-- EXCERPTED TEXT --
--- START ---

Formula for any higher tier element is identical, only switch the n param:
D_1(t) = D_1(0) + D_2(0) * P_2 * t + D_3(0) * P_3 + P_2 * t^2/2! + ...
Also, this doesn't have to be calculated every tick. This moment of time should be possible to be calculated once amd the result should be valid as long, as the params doesn't change (for example, someone buys more units).
Newton method probably failed because you tried to integrate the wrong function : ).
I would love to share how I received this formula. If you want, ill write it all down tomorrow, after I rest a little bit.
The formula you listed is actually exactly how offline progress works today - given some amount-of-time-passed t
, find the current count D_0(t)
, and it works wonderfully. Estimates are a different problem - given a desired count D_0(t)
, find the amount of time needed t
, and unfortunately that's harder to solve (unless I've forgotten something from my calc classes?). You can get an exact solution for linear/quadratic/cubic, but beyond that I think you have to start guessing and iterating - and swarmsim's polynomials can get as high as degree 20-something today iirc. That link has a way to estimate that, while still wrong, is less wrong than what's being used today and doesn't require iterating.
Also, this doesn't have to be calculated every tick.
I think it's already cached, and only calculated once per second - could technically be less often as you said, but periodic recalculating works better with today's laughably incorrect estimates.
Newton method probably failed because you tried to integrate the wrong function : ).
Nope, when it came up with a result the result was good. Problem is, my bignumber library - https://mikemcl.github.io/decimal.js - is very picky about precision, and iterative methods like Newton's need more precision with every iteration which makes decimal.js upset, so very often it'd throw an error instead of give a result. You can "fix" that with rounding, etc., but doing that without interfering with other unrelated code was getting hairy. I could turn off decimal.js's errors which would make it shut up about precision, but its other errors are useful and I don't want to turn them off.
I don't think I ever pushed that code, it's only on my computer. (Bad programmer. Bad, bad. I know better than that.) Will push it to a new branch soon
Thanks for contributing!
can you breifly say why you chose decimal.js over the other arbitrary precision libraries out there..
i though math.js could do this and you are already using that?
edit: oops actually.. just noticed that math.js bignumber ispowered by decimal.js.. http://mathjs.org/docs/datatypes/bignumbers.html
so are you using deciaml.js directly in places so you dont have to make math.js bignumber be default?
sure, earliest bignumber implementation actually used math.js - it was super slow. Second implementation used decimal.js because I saw someone else on /r/incremental_games had success with it - it was super slow too. decimal.js only became usable after other performance optimizations that probably would've worked just as well for math.js, but I happened to do the optimizations to the branch that had the decimal.js changes, so that was that.

--- END ---

-- REQUIREMENTS --
In the discussion excerpt above, revise everything from "Nope, when it" down to "libraries out there.." by swapping "bignumber library" for "arbitrary-precision library", and return that whole passage with the change made.

-- DATA EXCERPT --

--- START ---

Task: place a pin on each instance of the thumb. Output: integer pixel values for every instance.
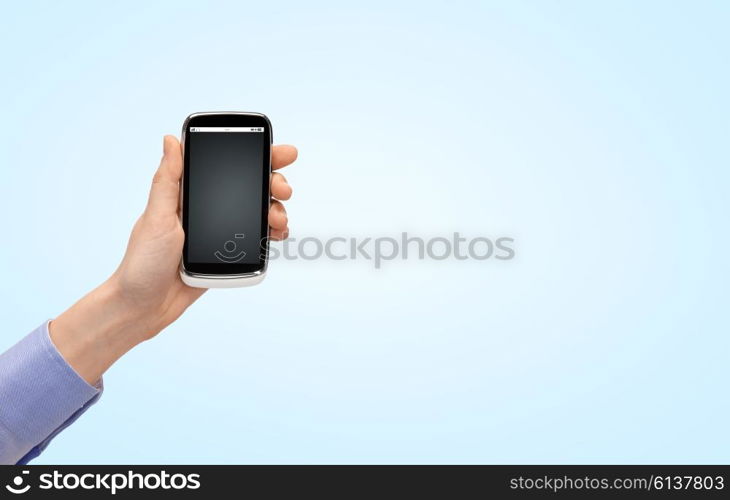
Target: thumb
(165, 191)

--- END ---

-- ANSWER --
Nope, when it came up with a result the result was good. Problem is, my arbitrary-precision library - https://mikemcl.github.io/decimal.js - is very picky about precision, and iterative methods like Newton's need more precision with every iteration which makes decimal.js upset, so very often it'd throw an error instead of give a result. You can "fix" that with rounding, etc., but doing that without interfering with other unrelated code was getting hairy. I could turn off decimal.js's errors which would make it shut up about precision, but its other errors are useful and I don't want to turn them off.
I don't think I ever pushed that code, it's only on my computer. (Bad programmer. Bad, bad. I know better than that.) Will push it to a new branch soon
Thanks for contributing!
can you breifly say why you chose decimal.js over the other arbitrary precision libraries out there..